Extracted data =
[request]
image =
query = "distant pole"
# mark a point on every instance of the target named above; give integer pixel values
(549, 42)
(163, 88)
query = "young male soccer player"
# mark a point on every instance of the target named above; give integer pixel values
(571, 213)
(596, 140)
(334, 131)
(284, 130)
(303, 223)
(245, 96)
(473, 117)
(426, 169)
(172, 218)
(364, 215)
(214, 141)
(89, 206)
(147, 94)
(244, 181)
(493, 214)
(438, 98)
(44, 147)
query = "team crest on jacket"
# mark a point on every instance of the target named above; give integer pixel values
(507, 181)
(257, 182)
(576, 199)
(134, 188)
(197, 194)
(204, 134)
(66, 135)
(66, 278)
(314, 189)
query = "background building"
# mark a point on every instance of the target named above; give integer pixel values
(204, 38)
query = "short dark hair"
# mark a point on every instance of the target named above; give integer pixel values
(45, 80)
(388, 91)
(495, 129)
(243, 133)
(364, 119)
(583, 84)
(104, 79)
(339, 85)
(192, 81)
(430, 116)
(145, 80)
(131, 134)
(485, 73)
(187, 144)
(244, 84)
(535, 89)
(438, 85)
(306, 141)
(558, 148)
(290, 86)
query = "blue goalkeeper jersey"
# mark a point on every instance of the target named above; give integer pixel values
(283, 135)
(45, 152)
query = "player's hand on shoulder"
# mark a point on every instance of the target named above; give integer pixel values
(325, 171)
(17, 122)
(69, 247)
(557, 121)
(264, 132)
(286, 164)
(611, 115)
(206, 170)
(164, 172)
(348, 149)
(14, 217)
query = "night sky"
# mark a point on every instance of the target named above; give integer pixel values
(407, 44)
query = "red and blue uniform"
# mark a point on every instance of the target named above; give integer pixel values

Task description =
Nothing should be dropped or changed, so repeat all of the entries exactly.

Exercise response =
[request]
image =
query = "distant pole"
# mark a point on every instance of the target named above; give integer pixel values
(549, 42)
(163, 88)
query = "young male soccer player"
# mark a point on every instance of the target named above; give integer pixel values
(571, 213)
(596, 140)
(334, 131)
(284, 130)
(303, 223)
(245, 96)
(473, 117)
(426, 169)
(172, 218)
(364, 215)
(214, 141)
(89, 206)
(147, 94)
(244, 181)
(493, 214)
(438, 98)
(44, 147)
query = "team crest on jacket"
# mark a point on every instance of the target named above; give integer pixel values
(507, 181)
(257, 182)
(576, 199)
(134, 188)
(197, 194)
(204, 134)
(66, 135)
(66, 278)
(314, 189)
query = "background building"
# mark a point on every instance of the target named above; give integer pixel values
(204, 38)
query = "short dark hair"
# mark a point on every instance of the target named above; give integer pixel values
(45, 80)
(388, 91)
(495, 129)
(243, 133)
(364, 119)
(583, 84)
(104, 79)
(339, 85)
(192, 81)
(430, 116)
(145, 80)
(131, 134)
(485, 73)
(187, 144)
(244, 84)
(535, 89)
(438, 85)
(306, 141)
(558, 148)
(290, 86)
query = "blue goalkeeper jersey"
# mark a point on every instance of the target named above; give integer pixel values
(283, 135)
(45, 152)
query = "player's hand on shoulder"
# mark a point on every instance of the target named above; give integer pixel values
(325, 171)
(17, 122)
(69, 247)
(557, 121)
(264, 132)
(286, 164)
(611, 115)
(206, 170)
(164, 172)
(348, 149)
(14, 217)
query = "night sky"
# mark a point on every instance of the target named above; give integer pixel values
(407, 44)
query = "red and blue uniform"
# mark a point on every instance of the target named above; give integer pixel values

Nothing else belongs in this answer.